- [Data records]
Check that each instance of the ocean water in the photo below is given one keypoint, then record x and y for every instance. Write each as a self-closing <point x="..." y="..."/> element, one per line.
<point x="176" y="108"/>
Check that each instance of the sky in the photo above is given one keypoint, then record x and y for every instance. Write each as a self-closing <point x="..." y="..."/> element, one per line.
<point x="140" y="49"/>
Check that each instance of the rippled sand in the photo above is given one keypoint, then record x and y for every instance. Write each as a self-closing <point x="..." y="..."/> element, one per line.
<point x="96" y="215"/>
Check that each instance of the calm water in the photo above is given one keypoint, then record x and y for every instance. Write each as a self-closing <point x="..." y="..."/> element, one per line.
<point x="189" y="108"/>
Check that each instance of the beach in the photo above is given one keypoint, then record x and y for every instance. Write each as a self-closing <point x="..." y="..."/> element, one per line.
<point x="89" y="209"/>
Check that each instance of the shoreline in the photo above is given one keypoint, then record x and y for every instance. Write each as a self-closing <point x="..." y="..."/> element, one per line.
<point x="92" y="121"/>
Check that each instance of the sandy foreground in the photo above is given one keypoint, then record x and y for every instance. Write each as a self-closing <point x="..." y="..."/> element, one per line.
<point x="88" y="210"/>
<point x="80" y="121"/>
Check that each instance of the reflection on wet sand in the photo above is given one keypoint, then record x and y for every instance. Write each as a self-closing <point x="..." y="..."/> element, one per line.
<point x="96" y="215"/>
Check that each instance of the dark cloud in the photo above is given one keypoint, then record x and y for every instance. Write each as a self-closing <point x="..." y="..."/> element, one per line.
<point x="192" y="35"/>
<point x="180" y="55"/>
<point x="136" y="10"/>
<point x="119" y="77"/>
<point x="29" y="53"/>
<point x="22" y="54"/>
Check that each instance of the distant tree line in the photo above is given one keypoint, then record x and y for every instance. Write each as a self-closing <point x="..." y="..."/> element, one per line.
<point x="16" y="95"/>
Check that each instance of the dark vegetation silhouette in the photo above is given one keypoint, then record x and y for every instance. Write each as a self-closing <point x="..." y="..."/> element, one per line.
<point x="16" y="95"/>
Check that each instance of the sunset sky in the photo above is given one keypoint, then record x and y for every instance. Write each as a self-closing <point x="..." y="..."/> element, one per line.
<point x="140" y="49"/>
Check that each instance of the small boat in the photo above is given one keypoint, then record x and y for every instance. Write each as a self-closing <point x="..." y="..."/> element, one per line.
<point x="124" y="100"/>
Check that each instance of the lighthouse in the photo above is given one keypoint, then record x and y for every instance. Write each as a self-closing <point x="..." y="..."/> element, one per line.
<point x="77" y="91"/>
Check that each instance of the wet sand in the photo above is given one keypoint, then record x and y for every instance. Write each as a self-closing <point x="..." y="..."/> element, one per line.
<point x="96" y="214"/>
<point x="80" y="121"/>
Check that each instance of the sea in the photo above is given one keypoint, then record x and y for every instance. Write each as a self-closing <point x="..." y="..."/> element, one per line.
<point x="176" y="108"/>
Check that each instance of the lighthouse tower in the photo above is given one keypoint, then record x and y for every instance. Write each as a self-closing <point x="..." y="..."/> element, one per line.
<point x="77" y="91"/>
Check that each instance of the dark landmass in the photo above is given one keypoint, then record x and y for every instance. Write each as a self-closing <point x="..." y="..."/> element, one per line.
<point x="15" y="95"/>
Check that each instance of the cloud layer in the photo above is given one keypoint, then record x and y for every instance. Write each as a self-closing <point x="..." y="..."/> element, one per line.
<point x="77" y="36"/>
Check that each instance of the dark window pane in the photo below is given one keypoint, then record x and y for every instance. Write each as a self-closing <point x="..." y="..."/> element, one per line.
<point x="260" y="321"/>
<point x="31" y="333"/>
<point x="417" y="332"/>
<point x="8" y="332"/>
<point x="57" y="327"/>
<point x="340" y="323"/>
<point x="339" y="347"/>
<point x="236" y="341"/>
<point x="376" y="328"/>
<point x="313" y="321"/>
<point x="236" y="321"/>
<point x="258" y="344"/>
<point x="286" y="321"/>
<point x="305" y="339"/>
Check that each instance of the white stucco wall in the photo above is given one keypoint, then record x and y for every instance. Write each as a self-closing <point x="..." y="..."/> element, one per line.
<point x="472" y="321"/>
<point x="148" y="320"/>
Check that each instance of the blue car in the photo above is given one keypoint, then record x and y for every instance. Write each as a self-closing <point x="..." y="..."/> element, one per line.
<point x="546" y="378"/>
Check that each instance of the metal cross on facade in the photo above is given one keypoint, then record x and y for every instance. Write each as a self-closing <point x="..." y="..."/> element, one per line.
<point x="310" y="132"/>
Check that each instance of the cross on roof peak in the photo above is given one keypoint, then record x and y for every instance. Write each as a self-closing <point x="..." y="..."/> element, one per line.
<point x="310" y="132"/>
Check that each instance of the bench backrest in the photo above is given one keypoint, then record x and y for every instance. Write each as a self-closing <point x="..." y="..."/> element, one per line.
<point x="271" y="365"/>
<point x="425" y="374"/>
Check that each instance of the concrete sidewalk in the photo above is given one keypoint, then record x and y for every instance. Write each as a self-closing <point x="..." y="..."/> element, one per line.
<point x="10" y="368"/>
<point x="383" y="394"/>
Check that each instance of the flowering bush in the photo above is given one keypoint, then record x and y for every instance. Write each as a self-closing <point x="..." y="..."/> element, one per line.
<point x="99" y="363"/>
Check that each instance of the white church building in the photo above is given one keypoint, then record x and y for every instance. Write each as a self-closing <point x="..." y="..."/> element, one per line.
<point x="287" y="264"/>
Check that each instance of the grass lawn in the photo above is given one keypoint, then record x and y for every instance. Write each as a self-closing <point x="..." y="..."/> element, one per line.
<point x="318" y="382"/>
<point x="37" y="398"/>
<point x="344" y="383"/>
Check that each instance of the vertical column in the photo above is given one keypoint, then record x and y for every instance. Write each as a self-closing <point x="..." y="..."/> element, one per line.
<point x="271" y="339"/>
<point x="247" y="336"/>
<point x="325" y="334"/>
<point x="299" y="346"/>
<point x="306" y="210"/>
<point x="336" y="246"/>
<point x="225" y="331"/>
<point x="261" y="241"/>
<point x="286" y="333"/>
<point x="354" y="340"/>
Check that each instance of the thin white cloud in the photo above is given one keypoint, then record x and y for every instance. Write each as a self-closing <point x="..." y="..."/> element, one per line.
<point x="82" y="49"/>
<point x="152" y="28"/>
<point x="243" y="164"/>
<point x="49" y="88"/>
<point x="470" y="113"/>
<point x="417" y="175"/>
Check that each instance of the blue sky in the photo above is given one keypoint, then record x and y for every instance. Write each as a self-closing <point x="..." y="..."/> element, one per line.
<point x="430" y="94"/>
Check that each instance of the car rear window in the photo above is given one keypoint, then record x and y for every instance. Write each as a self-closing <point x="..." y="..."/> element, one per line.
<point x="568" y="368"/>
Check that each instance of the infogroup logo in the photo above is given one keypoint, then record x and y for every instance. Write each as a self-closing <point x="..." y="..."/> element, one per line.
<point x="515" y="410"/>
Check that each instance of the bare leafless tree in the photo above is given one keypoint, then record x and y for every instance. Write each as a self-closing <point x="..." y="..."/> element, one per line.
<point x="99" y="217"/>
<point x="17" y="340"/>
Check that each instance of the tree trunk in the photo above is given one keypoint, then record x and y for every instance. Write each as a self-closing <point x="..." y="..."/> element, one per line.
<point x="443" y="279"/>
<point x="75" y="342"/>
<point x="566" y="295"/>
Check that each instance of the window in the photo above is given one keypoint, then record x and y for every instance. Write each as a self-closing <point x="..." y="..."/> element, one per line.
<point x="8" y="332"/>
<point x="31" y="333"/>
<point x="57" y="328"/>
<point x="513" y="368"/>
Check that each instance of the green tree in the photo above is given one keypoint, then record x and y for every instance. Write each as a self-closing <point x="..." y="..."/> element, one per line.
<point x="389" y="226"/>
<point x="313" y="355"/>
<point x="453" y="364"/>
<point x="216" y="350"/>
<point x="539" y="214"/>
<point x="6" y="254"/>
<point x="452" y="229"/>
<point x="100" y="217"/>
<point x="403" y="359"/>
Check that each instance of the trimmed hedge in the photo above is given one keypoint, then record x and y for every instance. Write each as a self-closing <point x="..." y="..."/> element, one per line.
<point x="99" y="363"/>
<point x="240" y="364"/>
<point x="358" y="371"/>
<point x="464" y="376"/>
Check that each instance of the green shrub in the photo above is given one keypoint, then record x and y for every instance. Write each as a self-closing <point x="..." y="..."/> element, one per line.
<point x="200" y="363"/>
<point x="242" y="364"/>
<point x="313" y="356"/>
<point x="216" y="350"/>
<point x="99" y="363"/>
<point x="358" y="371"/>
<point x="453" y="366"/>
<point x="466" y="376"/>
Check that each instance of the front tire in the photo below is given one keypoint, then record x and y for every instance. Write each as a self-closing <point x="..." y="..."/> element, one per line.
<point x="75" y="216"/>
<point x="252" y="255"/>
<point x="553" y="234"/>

- [Your goal] Please rewrite the records starting at the line containing "Check that each instance of the trimmed" and ending at the last of the records, swapping "keypoint" for "marker" and keeping everything else unchanged.

- [Response for this exercise]
Check that each instance of the trimmed hedge in the photo above is given one marker, then record x and y for every instance. Write each as a self-closing <point x="..." y="..."/> element, one per line.
<point x="99" y="363"/>
<point x="240" y="364"/>
<point x="358" y="371"/>
<point x="464" y="376"/>
Check that each instance of the green shrub in the photo above is given one marker, then record x and y for every instance. Write each as a self-closing <point x="..." y="..."/> element, one per line.
<point x="200" y="363"/>
<point x="242" y="364"/>
<point x="313" y="356"/>
<point x="216" y="350"/>
<point x="99" y="363"/>
<point x="358" y="371"/>
<point x="453" y="366"/>
<point x="466" y="376"/>
Check that each instance of the front tire in the photo below is given one marker, then record x and y for every instance. Write each as a self-closing <point x="..." y="..."/> element, one per line.
<point x="75" y="216"/>
<point x="252" y="255"/>
<point x="553" y="234"/>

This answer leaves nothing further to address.